- _Exercise brief_:
In the records below, change "white stripe" to "black stripe" and write out only the lines from the start of the records up to and including the line with "top-left (0, 287), bottom-right (312, 435)", leaving everything else unchanged.

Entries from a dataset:
/---
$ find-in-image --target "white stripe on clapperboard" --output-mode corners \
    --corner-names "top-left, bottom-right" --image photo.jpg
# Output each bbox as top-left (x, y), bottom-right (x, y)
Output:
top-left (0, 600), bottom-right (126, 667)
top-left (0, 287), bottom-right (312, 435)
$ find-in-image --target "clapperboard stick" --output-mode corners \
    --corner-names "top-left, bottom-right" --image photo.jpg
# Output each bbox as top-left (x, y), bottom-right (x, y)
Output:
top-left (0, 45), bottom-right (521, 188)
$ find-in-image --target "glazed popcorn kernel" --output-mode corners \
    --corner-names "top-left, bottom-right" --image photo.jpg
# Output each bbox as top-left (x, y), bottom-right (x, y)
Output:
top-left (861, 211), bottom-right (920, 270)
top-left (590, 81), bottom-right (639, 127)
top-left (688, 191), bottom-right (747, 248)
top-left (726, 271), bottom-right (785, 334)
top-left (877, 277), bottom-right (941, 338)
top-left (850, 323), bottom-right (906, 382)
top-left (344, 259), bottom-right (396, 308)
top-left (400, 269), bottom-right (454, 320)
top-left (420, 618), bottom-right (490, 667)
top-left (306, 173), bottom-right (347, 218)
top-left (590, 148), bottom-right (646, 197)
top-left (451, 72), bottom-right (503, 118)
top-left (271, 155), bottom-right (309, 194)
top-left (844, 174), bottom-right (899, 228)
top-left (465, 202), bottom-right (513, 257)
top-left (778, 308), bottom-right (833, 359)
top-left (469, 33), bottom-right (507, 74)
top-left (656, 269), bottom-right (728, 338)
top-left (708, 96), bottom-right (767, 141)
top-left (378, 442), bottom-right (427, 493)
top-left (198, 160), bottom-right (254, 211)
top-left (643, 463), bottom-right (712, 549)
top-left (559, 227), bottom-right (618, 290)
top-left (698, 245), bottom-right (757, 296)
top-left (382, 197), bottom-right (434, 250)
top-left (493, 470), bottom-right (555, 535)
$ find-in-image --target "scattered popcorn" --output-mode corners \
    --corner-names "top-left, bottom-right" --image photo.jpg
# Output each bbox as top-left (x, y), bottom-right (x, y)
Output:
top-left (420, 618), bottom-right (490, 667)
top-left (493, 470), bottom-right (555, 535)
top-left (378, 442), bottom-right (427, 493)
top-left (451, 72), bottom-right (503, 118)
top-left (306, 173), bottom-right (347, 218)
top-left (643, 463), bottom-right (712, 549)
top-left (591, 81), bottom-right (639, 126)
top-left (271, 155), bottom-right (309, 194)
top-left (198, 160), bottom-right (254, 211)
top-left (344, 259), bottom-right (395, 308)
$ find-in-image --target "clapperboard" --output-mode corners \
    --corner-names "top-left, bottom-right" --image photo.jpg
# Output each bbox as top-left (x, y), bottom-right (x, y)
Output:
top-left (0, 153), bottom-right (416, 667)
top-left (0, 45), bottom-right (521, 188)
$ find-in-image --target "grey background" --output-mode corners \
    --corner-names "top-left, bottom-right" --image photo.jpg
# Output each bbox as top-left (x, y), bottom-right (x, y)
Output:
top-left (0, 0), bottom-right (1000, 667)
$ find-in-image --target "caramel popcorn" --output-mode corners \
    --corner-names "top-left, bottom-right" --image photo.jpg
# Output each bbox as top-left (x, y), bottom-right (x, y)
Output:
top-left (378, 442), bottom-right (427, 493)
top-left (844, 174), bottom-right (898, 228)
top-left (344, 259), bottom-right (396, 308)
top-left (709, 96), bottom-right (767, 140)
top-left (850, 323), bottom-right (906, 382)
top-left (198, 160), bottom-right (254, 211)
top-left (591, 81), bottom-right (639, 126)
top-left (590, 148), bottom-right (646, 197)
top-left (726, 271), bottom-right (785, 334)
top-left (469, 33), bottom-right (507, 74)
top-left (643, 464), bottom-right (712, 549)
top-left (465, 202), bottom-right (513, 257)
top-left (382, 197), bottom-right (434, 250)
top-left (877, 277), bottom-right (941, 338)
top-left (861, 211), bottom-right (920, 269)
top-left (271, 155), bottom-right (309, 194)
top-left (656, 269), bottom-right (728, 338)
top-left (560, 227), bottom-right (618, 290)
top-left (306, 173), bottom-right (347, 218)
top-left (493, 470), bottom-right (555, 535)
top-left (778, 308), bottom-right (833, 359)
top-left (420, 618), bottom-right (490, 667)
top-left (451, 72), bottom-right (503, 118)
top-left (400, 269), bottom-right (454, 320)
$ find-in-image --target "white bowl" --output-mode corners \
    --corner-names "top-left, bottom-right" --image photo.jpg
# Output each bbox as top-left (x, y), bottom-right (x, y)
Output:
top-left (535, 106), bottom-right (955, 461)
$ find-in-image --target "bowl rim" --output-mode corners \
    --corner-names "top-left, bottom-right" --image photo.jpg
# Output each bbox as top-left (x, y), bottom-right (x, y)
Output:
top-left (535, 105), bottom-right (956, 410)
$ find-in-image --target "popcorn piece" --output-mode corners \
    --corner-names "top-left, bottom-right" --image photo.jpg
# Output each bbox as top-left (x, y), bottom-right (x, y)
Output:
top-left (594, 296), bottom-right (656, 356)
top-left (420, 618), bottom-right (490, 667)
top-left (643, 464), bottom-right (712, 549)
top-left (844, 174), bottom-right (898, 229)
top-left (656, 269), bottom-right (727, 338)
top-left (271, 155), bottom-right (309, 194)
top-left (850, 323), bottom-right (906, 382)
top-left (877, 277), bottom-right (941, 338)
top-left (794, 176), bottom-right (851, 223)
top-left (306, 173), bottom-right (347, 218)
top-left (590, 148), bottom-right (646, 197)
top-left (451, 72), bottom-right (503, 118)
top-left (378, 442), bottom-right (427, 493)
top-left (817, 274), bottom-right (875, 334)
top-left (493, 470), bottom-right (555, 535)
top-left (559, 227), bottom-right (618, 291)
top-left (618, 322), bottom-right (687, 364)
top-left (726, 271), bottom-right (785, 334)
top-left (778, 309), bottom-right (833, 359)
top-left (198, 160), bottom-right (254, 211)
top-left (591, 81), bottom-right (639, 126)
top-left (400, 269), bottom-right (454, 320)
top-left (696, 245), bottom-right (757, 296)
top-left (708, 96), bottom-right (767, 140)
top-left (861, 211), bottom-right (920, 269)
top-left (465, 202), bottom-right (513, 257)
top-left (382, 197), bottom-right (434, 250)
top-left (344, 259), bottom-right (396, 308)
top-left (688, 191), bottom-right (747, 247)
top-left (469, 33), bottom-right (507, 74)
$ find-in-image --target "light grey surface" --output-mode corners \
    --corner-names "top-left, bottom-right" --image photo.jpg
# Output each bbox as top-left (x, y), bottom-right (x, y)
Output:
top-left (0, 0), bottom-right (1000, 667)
\---
- _The result_:
$ find-in-image --target "black stripe on clapperboard" --output-mode corners \
    --corner-names "top-left, bottom-right" --image photo.jpg
# Output each bbox as top-left (x, y), bottom-right (x, y)
Output:
top-left (0, 600), bottom-right (126, 667)
top-left (0, 287), bottom-right (312, 435)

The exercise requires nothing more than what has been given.